● **Exercise description**: Copy out exactly the line that contains "Hi there — if you don't mind, please find the bridle" and all lines following it to the end of the data.

● **Materials provided**:
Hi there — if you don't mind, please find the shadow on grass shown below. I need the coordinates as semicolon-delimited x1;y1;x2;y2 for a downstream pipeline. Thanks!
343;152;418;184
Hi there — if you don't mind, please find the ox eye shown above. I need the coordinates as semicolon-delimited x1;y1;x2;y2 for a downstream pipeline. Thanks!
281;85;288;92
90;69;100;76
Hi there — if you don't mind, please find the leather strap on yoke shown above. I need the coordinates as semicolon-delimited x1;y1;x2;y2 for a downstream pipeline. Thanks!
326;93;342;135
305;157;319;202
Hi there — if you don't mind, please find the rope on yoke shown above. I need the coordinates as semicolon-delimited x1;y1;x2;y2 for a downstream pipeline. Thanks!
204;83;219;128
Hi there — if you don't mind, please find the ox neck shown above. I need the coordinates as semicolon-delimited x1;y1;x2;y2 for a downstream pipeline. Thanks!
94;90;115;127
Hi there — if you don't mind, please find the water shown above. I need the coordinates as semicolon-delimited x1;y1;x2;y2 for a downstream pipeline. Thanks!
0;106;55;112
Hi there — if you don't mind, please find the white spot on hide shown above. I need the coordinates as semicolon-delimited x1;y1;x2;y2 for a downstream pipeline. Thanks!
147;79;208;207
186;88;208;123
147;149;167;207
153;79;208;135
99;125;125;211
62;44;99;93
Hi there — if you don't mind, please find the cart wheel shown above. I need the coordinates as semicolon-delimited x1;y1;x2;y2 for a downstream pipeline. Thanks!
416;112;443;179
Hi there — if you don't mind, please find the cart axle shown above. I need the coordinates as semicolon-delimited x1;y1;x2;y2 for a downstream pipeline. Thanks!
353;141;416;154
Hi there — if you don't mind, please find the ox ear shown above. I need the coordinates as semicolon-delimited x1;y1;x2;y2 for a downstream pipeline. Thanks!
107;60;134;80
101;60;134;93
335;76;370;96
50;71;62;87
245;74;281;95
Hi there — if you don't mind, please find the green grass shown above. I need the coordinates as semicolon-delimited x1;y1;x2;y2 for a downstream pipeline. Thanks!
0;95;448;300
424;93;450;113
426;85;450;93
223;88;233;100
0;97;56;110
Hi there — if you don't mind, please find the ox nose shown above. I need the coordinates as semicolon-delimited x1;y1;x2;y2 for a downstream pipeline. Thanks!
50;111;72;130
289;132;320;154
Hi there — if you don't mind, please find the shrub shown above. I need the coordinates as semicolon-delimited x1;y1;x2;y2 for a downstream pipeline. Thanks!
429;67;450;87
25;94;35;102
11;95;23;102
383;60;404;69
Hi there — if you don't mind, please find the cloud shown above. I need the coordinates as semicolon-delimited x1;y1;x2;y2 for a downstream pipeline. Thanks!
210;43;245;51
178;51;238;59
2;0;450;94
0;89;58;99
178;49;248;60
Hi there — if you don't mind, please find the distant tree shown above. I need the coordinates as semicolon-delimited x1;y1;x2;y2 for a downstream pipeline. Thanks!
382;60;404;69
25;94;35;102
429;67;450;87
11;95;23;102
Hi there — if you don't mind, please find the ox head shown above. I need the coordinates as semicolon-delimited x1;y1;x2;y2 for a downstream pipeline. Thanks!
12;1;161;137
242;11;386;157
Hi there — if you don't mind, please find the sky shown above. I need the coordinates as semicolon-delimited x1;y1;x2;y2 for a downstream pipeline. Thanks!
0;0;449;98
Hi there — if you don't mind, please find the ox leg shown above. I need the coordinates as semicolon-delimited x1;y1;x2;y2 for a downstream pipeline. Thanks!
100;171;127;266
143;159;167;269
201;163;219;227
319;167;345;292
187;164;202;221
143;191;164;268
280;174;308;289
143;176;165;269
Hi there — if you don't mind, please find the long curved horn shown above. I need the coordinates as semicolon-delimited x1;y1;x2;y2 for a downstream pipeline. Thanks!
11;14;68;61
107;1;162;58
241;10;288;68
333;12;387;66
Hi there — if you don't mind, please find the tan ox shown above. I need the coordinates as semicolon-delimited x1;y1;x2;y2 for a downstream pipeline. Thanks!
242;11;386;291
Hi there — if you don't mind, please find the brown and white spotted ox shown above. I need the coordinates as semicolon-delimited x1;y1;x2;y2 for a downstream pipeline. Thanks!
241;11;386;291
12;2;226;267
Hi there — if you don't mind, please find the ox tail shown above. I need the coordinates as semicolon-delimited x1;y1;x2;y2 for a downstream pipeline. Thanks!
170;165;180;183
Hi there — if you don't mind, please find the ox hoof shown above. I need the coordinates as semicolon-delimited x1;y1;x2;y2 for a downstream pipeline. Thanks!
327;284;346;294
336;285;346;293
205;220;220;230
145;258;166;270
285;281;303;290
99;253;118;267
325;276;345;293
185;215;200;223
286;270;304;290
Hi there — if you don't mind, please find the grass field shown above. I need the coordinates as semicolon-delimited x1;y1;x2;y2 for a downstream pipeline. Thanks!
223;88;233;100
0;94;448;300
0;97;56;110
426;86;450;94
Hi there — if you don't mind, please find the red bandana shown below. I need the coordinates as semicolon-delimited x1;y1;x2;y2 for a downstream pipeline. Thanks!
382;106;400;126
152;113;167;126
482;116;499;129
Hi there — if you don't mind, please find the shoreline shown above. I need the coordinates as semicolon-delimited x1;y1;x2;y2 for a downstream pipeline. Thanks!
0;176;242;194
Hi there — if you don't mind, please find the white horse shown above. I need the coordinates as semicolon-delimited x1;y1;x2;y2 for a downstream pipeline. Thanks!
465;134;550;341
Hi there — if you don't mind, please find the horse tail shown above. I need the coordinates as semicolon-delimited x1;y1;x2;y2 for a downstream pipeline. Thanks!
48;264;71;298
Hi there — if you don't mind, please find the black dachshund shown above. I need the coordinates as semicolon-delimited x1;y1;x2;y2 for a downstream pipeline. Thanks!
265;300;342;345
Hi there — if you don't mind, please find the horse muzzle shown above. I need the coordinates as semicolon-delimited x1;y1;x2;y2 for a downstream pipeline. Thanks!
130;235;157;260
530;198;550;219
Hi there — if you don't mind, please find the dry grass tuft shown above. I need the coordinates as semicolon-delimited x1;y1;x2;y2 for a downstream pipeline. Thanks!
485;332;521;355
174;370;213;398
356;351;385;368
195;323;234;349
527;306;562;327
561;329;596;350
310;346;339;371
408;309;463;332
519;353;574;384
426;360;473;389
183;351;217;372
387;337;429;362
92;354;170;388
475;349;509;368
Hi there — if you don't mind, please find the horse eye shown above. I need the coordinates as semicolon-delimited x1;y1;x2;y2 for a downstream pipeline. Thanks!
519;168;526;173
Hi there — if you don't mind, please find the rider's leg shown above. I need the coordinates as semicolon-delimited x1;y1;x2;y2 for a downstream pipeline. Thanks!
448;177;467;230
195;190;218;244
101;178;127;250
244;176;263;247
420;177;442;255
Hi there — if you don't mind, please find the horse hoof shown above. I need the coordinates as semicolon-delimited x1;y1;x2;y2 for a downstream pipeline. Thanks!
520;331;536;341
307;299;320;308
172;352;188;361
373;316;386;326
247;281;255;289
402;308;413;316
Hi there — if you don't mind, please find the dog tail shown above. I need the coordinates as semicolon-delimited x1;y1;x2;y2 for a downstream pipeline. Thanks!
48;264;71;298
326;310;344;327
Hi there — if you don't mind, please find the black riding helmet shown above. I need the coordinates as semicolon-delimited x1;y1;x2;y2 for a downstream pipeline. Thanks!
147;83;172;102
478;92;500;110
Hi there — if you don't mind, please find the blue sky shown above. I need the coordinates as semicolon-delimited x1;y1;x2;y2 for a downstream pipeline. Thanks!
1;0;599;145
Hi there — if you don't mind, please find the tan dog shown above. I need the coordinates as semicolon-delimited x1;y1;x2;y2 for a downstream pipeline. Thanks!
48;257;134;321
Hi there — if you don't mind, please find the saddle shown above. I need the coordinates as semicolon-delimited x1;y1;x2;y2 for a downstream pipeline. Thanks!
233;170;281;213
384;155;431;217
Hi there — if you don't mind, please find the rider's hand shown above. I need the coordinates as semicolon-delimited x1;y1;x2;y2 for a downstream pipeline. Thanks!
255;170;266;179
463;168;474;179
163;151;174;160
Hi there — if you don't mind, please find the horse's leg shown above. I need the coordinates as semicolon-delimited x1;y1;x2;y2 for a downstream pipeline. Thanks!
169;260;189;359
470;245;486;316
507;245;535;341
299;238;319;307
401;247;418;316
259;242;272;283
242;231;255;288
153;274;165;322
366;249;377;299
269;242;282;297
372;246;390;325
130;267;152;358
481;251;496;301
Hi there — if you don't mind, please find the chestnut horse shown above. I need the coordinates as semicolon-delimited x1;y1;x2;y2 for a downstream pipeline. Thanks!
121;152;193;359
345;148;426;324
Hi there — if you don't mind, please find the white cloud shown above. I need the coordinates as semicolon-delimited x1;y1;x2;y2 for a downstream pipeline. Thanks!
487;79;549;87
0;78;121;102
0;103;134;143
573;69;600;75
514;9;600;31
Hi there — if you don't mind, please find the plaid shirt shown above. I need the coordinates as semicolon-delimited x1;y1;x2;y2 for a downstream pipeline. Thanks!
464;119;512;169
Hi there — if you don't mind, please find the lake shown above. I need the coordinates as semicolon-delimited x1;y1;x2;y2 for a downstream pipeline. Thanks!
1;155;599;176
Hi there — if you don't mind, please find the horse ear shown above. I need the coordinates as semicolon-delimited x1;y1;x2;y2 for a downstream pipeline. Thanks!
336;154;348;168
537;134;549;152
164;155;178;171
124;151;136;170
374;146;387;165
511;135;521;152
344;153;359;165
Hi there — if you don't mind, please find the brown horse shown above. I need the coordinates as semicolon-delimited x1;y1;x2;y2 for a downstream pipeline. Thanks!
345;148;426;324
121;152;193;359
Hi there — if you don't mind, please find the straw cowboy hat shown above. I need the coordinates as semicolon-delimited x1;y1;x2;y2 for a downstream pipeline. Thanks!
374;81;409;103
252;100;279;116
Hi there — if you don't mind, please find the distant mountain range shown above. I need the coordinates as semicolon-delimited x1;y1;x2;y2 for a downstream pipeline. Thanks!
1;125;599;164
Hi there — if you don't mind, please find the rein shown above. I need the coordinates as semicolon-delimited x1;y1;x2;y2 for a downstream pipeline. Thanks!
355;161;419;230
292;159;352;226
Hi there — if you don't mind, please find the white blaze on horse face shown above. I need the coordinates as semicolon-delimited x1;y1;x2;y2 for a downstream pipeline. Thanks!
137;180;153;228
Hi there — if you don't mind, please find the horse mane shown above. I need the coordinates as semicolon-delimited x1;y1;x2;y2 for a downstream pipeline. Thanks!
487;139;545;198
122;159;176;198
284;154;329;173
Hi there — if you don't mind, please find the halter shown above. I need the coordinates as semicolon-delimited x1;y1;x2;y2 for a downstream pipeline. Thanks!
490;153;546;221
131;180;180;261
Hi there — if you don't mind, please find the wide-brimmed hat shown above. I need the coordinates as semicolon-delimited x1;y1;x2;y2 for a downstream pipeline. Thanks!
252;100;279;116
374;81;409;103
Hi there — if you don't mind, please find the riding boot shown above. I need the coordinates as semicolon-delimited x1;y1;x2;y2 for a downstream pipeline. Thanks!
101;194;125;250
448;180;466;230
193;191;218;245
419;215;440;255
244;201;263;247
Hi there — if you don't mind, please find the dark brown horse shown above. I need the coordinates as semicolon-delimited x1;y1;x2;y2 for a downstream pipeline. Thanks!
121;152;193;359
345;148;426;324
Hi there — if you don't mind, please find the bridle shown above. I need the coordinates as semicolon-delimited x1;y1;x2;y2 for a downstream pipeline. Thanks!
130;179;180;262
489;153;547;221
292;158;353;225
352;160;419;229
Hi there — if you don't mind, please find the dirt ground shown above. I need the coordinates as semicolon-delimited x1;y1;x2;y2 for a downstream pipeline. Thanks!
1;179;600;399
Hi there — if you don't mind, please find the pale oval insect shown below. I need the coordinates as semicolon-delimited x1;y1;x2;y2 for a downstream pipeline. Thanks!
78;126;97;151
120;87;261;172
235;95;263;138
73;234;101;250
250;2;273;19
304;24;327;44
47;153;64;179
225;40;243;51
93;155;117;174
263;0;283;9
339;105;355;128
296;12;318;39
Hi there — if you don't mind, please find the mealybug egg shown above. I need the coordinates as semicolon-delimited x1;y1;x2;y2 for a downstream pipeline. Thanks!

● **Solution for this task**:
Hi there — if you don't mind, please find the bridle shown above. I need the coordinates as semicolon-delimited x1;y1;x2;y2 for a downstream pipeline. Thanks!
130;179;180;262
489;153;547;221
292;158;353;225
352;160;419;229
Hi there — if you don't mind, please find the dirt ground shown above. I need the coordinates as semicolon-delimited x1;y1;x2;y2 for a downstream pipeline. Thanks!
1;179;600;399
Hi there — if you don't mind, please find the pale oval insect shown below. I need the coordinates as semicolon-delimited x1;y1;x2;y2 for a downstream pipeline. Thanks!
78;126;97;151
120;87;261;172
235;95;263;138
73;234;101;250
250;2;273;19
304;24;327;44
47;153;64;179
225;40;243;51
93;155;117;174
263;0;283;9
339;105;355;128
296;12;318;39
Hi there — if you don't mind, please find the mealybug egg shown above. I need the coordinates as semicolon-delimited x1;y1;x2;y2 for a downstream pipeline. Thanks!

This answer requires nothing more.